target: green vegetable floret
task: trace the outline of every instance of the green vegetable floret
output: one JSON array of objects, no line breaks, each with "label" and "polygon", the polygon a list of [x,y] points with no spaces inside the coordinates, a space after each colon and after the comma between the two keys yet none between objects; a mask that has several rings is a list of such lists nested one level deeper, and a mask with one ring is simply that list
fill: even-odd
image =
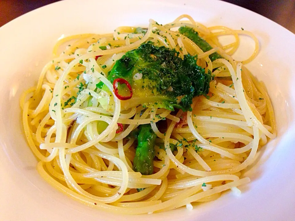
[{"label": "green vegetable floret", "polygon": [[138,144],[133,161],[133,170],[144,175],[152,174],[155,157],[155,144],[157,135],[150,124],[143,124],[139,127]]},{"label": "green vegetable floret", "polygon": [[[116,79],[124,78],[133,91],[131,99],[121,101],[123,109],[141,104],[171,110],[175,108],[191,110],[193,98],[208,93],[210,73],[197,65],[196,56],[188,54],[183,60],[179,55],[175,49],[148,42],[117,60],[108,79],[112,83]],[[97,86],[108,90],[102,83]],[[129,92],[124,84],[118,88],[119,94]]]},{"label": "green vegetable floret", "polygon": [[[195,42],[204,52],[213,48],[206,41],[199,36],[198,32],[192,28],[187,26],[181,27],[179,29],[178,31]],[[217,59],[223,57],[217,52],[214,52],[209,56],[209,58],[211,61],[213,61]]]}]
______
■ **Consigne**
Recopiez à l'identique chacune des lignes de la liste ci-dessus, sans reproduire les images.

■ **Réponse rédigée**
target: green vegetable floret
task: trace the outline of every instance of the green vegetable floret
output: one JSON array of objects, no line breaks, each with "label" and "polygon", the polygon a list of [x,y] points with no spaces inside the coordinates, a space after each colon and after the comma between the two keys yet none between objects; a mask that has several rings is a list of such lists nested one level deeper, and a mask with one ring is simply that list
fill: even-odd
image =
[{"label": "green vegetable floret", "polygon": [[138,144],[133,161],[133,170],[144,175],[152,174],[155,157],[155,144],[157,135],[150,124],[143,124],[139,127]]},{"label": "green vegetable floret", "polygon": [[[116,79],[124,78],[133,91],[131,99],[121,101],[123,109],[141,104],[171,110],[175,108],[191,110],[193,98],[208,93],[210,73],[197,65],[196,56],[188,54],[183,60],[179,55],[175,49],[148,42],[117,60],[108,79],[112,83]],[[97,86],[108,90],[102,83]],[[129,92],[124,84],[118,88],[119,94]]]},{"label": "green vegetable floret", "polygon": [[[195,42],[204,52],[213,48],[206,41],[199,36],[198,32],[192,28],[187,26],[181,27],[179,29],[178,31]],[[217,59],[223,57],[217,52],[214,52],[209,56],[209,58],[211,61],[213,61]]]}]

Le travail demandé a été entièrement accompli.